> _Dataset records_
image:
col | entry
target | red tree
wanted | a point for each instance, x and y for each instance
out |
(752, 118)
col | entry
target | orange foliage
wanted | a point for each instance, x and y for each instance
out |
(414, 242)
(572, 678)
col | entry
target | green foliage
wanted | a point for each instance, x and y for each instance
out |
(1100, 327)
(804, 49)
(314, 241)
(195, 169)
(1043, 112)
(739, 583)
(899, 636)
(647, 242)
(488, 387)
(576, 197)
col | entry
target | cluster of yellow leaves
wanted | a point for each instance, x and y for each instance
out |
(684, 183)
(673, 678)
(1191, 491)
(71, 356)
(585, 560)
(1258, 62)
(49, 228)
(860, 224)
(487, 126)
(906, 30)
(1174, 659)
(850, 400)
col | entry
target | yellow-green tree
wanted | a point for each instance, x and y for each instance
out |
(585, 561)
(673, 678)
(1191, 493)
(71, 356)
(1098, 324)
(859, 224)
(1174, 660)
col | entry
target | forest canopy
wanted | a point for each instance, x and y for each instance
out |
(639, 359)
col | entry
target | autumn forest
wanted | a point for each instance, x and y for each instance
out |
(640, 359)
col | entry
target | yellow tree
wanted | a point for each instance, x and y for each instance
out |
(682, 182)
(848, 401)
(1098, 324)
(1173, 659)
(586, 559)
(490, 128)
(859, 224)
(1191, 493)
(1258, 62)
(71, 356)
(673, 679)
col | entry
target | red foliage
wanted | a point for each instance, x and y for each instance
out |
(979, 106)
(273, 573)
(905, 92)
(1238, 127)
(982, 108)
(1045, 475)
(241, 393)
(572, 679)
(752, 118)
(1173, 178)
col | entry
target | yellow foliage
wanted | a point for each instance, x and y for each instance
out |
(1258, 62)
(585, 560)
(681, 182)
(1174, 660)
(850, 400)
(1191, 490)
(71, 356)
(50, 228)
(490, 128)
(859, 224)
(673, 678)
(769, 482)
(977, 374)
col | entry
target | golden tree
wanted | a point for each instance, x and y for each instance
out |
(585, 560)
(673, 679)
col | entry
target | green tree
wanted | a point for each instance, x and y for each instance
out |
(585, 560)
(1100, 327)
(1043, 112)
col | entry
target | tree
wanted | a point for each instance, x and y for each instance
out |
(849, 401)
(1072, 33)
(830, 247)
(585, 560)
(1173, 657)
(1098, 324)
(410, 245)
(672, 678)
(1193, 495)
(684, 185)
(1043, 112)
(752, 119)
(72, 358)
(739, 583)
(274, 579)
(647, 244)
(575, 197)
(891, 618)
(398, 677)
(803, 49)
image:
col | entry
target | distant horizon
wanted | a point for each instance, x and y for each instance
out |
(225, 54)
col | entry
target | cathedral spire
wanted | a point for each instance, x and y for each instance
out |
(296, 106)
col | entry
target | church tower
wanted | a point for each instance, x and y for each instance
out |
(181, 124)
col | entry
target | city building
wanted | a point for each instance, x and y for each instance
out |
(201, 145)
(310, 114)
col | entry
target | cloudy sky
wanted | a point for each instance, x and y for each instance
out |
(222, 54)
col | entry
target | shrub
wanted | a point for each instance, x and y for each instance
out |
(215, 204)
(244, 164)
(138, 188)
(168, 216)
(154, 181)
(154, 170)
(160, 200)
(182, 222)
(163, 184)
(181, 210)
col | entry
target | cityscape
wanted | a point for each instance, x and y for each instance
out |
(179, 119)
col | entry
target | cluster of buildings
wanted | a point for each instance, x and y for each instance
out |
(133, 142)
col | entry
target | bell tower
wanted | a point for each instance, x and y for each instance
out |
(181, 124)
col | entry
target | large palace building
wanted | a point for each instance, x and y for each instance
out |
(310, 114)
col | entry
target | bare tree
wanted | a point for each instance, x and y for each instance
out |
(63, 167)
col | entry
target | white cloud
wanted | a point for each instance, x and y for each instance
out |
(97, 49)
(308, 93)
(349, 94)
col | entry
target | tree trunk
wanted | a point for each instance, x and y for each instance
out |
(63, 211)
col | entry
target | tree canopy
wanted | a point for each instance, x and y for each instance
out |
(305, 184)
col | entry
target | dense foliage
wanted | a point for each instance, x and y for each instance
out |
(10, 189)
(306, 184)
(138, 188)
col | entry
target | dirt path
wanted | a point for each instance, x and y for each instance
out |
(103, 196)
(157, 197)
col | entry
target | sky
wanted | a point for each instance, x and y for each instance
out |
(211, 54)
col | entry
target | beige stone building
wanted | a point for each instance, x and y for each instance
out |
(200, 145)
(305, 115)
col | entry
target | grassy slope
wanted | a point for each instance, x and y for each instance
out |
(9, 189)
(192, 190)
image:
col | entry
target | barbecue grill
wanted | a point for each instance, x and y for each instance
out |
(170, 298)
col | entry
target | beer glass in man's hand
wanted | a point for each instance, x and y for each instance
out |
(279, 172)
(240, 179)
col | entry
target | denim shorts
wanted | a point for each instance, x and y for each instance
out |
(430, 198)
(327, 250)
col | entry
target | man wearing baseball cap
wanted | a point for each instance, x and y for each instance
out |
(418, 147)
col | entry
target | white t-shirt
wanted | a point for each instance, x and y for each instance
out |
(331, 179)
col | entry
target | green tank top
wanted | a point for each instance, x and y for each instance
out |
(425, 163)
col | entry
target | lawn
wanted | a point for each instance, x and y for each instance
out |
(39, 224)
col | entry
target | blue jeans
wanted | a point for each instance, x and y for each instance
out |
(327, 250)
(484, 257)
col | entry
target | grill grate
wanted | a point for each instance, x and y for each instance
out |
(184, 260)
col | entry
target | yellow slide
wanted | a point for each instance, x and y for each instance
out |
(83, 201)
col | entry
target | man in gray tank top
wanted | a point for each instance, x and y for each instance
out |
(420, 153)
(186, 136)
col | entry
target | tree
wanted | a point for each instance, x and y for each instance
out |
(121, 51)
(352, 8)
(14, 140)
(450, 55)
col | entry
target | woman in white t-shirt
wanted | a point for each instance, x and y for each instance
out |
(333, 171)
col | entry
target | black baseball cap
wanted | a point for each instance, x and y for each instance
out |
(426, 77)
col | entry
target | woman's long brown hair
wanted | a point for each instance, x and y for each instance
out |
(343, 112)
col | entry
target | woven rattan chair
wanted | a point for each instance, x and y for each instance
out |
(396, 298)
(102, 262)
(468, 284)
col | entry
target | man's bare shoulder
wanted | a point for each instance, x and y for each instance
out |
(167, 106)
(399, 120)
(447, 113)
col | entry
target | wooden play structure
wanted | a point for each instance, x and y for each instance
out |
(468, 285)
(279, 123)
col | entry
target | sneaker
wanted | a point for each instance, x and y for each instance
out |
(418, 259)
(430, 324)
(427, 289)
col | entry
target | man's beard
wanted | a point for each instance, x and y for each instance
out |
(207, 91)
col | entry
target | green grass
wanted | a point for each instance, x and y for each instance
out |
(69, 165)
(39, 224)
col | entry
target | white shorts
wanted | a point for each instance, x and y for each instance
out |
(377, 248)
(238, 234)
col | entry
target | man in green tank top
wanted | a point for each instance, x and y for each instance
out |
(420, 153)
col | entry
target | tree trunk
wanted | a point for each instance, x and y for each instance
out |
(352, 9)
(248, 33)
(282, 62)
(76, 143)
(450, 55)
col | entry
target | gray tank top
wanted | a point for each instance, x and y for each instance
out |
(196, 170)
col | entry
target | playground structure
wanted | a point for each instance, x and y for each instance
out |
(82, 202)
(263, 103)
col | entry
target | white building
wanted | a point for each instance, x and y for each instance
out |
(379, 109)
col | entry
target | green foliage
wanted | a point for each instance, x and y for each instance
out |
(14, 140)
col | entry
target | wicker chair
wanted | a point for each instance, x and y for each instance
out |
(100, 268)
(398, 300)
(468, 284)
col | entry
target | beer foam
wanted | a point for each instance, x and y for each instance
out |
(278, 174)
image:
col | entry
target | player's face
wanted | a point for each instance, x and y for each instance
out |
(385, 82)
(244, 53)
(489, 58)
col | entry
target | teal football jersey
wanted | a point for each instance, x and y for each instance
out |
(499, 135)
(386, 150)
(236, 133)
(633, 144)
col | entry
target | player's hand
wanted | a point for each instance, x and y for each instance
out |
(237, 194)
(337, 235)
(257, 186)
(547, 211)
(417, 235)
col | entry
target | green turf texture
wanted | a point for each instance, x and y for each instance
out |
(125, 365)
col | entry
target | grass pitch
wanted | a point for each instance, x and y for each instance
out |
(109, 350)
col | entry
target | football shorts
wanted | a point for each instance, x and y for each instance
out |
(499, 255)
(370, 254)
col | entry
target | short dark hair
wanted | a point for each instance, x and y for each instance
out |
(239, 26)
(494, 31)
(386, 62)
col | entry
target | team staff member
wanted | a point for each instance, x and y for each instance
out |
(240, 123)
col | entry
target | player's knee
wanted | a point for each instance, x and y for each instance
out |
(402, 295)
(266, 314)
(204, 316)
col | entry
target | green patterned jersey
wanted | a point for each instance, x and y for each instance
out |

> _Exercise details_
Copy each line of the listing that carries the word "jersey".

> _Task answer_
target | teal football jersey
target | green patterned jersey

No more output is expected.